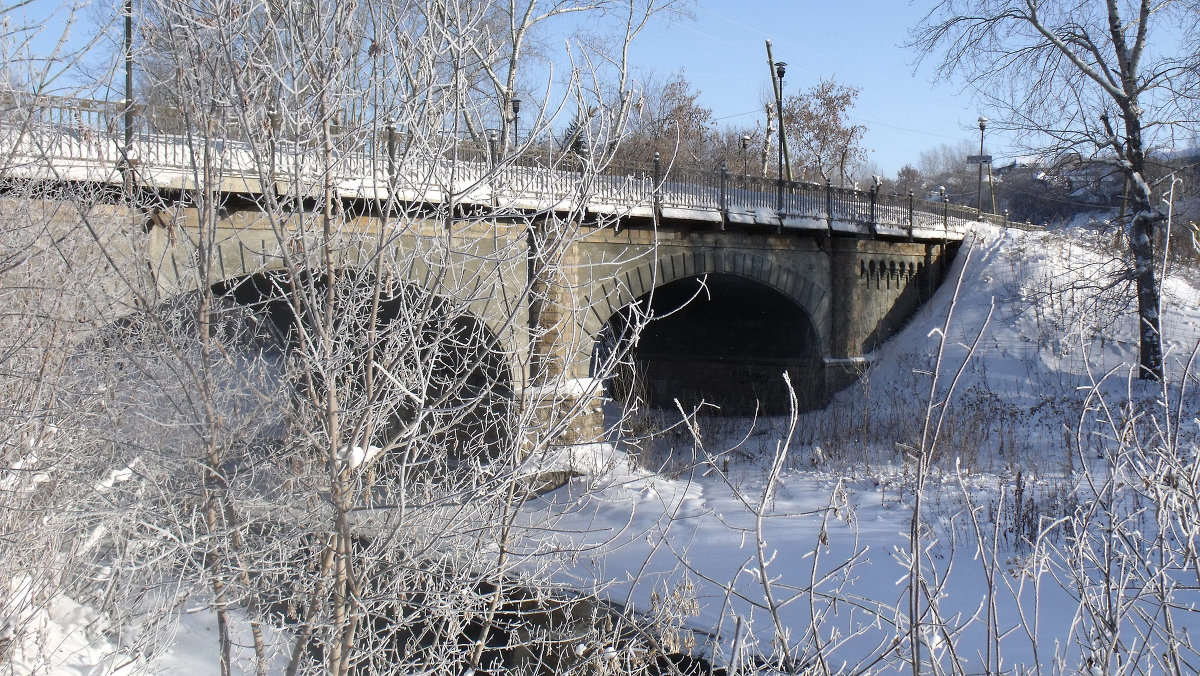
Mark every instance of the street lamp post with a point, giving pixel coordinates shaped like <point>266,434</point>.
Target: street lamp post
<point>745,155</point>
<point>516,120</point>
<point>493,135</point>
<point>983,125</point>
<point>780,69</point>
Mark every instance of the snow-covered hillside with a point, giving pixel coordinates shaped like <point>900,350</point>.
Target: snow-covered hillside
<point>805,543</point>
<point>795,544</point>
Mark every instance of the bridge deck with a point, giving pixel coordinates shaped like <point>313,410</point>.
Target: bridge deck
<point>78,141</point>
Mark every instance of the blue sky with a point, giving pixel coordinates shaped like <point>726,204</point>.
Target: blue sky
<point>857,42</point>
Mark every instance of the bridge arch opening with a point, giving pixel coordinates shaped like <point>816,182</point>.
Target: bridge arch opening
<point>718,339</point>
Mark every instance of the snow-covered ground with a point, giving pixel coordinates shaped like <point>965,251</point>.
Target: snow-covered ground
<point>771,539</point>
<point>1027,346</point>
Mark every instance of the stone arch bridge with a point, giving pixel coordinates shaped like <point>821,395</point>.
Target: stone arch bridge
<point>744,277</point>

────────

## STATED GOAL
Change "pixel coordinates" to "image coordinates" throughout the records and write them out again with no other alterations, omitting the pictures.

## CORRECT ANSWER
Mark every instance of the street lamp post with a point, giving image coordinates shaped like <point>266,434</point>.
Target: street lamp post
<point>745,155</point>
<point>516,120</point>
<point>493,135</point>
<point>983,125</point>
<point>780,69</point>
Mark every instance of the snow-covered hillside with a point, giving image coordinates shaped like <point>900,350</point>.
Target: snow-covered hillside
<point>805,543</point>
<point>795,544</point>
Mark every instance of the bridge deck with a point, giving image coordinates shaped like <point>313,410</point>.
Target: bridge deck
<point>78,141</point>
Mark every instance of the blue sky with a point, giving image coordinates shaped like <point>726,204</point>.
Target: blue sky
<point>857,42</point>
Mark every instance of the bridge arch opening with a point, giving image coordinates shaped like <point>816,182</point>.
Target: bridge arch opening
<point>718,339</point>
Mark every instance of the snow-covered ground with a point, giving image coordinates shaped like <point>965,251</point>.
Target: snow-covered ground
<point>771,539</point>
<point>1027,346</point>
Mark every instance of the stone arch bridge with a point, giving image coordinates shaped like <point>821,395</point>.
Target: stone arch bridge
<point>744,277</point>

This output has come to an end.